▶ **PROMPT**
Write out the entries again. Match each one exactly.

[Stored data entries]
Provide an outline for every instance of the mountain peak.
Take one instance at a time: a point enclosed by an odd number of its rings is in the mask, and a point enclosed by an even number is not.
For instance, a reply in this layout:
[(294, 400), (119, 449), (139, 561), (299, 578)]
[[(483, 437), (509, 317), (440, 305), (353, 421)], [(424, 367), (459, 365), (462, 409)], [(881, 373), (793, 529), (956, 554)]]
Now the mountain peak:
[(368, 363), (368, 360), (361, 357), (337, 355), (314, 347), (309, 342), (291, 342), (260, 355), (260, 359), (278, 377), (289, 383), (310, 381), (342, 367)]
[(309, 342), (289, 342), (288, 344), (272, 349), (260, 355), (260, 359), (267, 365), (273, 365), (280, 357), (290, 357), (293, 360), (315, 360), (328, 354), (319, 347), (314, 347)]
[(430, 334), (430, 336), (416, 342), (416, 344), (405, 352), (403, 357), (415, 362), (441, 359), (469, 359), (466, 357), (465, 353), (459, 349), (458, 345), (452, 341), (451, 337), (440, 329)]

▶ **SOLUTION FOR THIS EXERCISE**
Provide an outline for every instance of the mountain peak.
Take one instance at a time: a point enclosed by an odd number of its rings is in the mask, and a point enclosed by an even number is not.
For instance, a reply in this layout:
[(294, 400), (119, 449), (139, 561), (299, 578)]
[[(483, 437), (509, 317), (440, 305), (353, 421)], [(424, 367), (459, 365), (462, 409)], [(881, 373), (793, 529), (956, 554)]]
Now the mountain peak:
[(368, 363), (368, 360), (361, 357), (337, 355), (314, 347), (309, 342), (291, 342), (260, 355), (260, 359), (278, 377), (289, 383), (310, 381), (342, 367)]
[(309, 342), (289, 342), (288, 344), (272, 349), (260, 355), (260, 359), (267, 365), (273, 365), (280, 357), (290, 357), (293, 360), (315, 360), (328, 354), (319, 347), (314, 347)]
[(430, 334), (430, 336), (416, 342), (416, 344), (405, 352), (403, 357), (415, 362), (441, 359), (469, 359), (466, 357), (465, 353), (459, 349), (458, 345), (452, 341), (451, 337), (440, 329)]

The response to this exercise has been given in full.